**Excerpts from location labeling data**
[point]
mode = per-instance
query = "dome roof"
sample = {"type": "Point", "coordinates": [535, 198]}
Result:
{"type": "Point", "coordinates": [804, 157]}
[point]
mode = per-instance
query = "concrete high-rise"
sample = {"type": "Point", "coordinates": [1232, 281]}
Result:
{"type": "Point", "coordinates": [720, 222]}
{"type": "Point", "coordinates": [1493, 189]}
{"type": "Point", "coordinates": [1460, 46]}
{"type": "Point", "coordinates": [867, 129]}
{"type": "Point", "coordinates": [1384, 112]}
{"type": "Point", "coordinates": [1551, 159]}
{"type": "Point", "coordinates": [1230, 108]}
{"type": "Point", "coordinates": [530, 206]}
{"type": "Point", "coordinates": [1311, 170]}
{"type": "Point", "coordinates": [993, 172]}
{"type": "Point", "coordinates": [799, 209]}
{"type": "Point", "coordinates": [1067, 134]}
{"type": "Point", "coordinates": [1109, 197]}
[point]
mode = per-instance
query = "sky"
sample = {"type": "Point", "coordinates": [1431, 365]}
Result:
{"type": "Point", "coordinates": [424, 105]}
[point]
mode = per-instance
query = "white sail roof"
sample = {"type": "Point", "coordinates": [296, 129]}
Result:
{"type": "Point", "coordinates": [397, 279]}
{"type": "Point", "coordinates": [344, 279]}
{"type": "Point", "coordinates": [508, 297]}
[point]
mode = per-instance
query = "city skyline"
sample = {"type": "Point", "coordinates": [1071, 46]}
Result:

**Stated task**
Copy every line of the data above verbatim.

**Complete response**
[point]
mode = per-instance
query = "dome roof"
sample = {"type": "Point", "coordinates": [535, 198]}
Result:
{"type": "Point", "coordinates": [804, 157]}
[point]
mode = per-instance
query = "concrete high-rise"
sample = {"type": "Point", "coordinates": [1232, 281]}
Result:
{"type": "Point", "coordinates": [720, 222]}
{"type": "Point", "coordinates": [1493, 189]}
{"type": "Point", "coordinates": [1460, 46]}
{"type": "Point", "coordinates": [867, 129]}
{"type": "Point", "coordinates": [1384, 112]}
{"type": "Point", "coordinates": [1551, 159]}
{"type": "Point", "coordinates": [1230, 108]}
{"type": "Point", "coordinates": [530, 206]}
{"type": "Point", "coordinates": [1311, 170]}
{"type": "Point", "coordinates": [993, 172]}
{"type": "Point", "coordinates": [799, 209]}
{"type": "Point", "coordinates": [1067, 134]}
{"type": "Point", "coordinates": [1109, 197]}
[point]
mode = per-instance
query = "sky"
sample = {"type": "Point", "coordinates": [1431, 365]}
Result:
{"type": "Point", "coordinates": [424, 105]}
[point]
mode = per-instance
query = "white sail roof"
sample = {"type": "Point", "coordinates": [296, 129]}
Result:
{"type": "Point", "coordinates": [397, 279]}
{"type": "Point", "coordinates": [344, 279]}
{"type": "Point", "coordinates": [508, 297]}
[point]
mode = per-instance
query = "city skyline"
sample = {"type": "Point", "coordinates": [1071, 46]}
Result:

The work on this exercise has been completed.